_Set exercise A_:
Rewrite the passage of the message starting with "No, you don't" and going on through "in my socialism.", with "slavery" changed to "theft".
_Set exercise B_:
Answer these questions about the message:
(i) Where does the writer say the reader can look up his earlier arguments?
(ii) In the reply's description of the wages system, what happens to people who refuse to work as directed?
(iii) What does the final paragraph say wage labor would be comparable to?
_Set exercise C_:
What are all the results that, according to the message, the incentive structures of nonmarket socialism will tend to produce?

_Reading text_:
>
>At 1:28 PM +0000 3/7/02, Justin Schwartz wrote:
>
> >I think that human nature reflects a response to circumstancxes that I
>hold the views I do. I think the incentive structures of a nonmarket
>socialism of the sort you advocate will tend to produce systematic
>shirking, stifle innovation, and lead to generalized poverty. I am not
>going to argue for this here. I havedone so extensively in this list and
>you can look it up in the archives. I am only making the point taht you
>have misconstrued the nature of my objection. I do not think the statement
>"people are geedy and lazy, period" has any meaning. I think that your
>proposals would create a society that would make them greedy and lazy. I
>simply want to be clear about my conception of human nature. It is not what
>you attribute to me.
>
>Yes, I understand your "incentive" argument. You think that the wages
>system, whereby people who refuse to work as directed are refused the
>necessities of life, is an essential "incentive".
No, you don't understand my incentive argument. I don't accept the proposition you attribute to me. I reject it. It's just that you hear the word "incentive" and a little flag goes up in your brain, "Incentive = work or starve." I also reject the wages system. I would prohibit wage labor. It would be a crime comparable to slavery in my socialism.

_Data entries_:

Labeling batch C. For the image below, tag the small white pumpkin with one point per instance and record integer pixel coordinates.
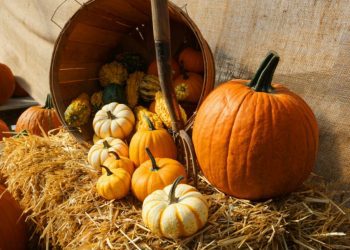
(115, 120)
(177, 210)
(98, 153)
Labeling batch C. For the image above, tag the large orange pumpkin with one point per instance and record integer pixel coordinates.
(35, 117)
(12, 226)
(253, 139)
(3, 128)
(7, 83)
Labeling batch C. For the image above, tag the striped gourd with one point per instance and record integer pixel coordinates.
(148, 88)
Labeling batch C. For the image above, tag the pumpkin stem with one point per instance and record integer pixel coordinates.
(262, 79)
(48, 102)
(115, 154)
(110, 115)
(149, 122)
(154, 163)
(172, 198)
(109, 172)
(106, 144)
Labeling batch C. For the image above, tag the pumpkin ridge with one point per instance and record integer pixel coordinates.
(232, 129)
(307, 130)
(210, 136)
(178, 218)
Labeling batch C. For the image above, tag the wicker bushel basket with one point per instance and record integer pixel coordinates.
(102, 28)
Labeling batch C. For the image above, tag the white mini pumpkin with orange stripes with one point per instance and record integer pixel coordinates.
(178, 210)
(115, 120)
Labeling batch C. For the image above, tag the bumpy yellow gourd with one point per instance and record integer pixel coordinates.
(132, 88)
(141, 123)
(78, 111)
(162, 110)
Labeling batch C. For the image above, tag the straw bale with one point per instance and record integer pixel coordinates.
(53, 182)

_Answer A_:
No, you don't understand my incentive argument. I don't accept the proposition you attribute to me. I reject it. It's just that you hear the word "incentive" and a little flag goes up in your brain, "Incentive = work or starve." I also reject the wages system. I would prohibit wage labor. It would be a crime comparable to theft in my socialism.

_Answer B_:
(i) In the archives.
(ii) They are refused the necessities of life.
(iii) Slavery.

_Answer C_:
Systematic shirking, stifled innovation, and generalized poverty.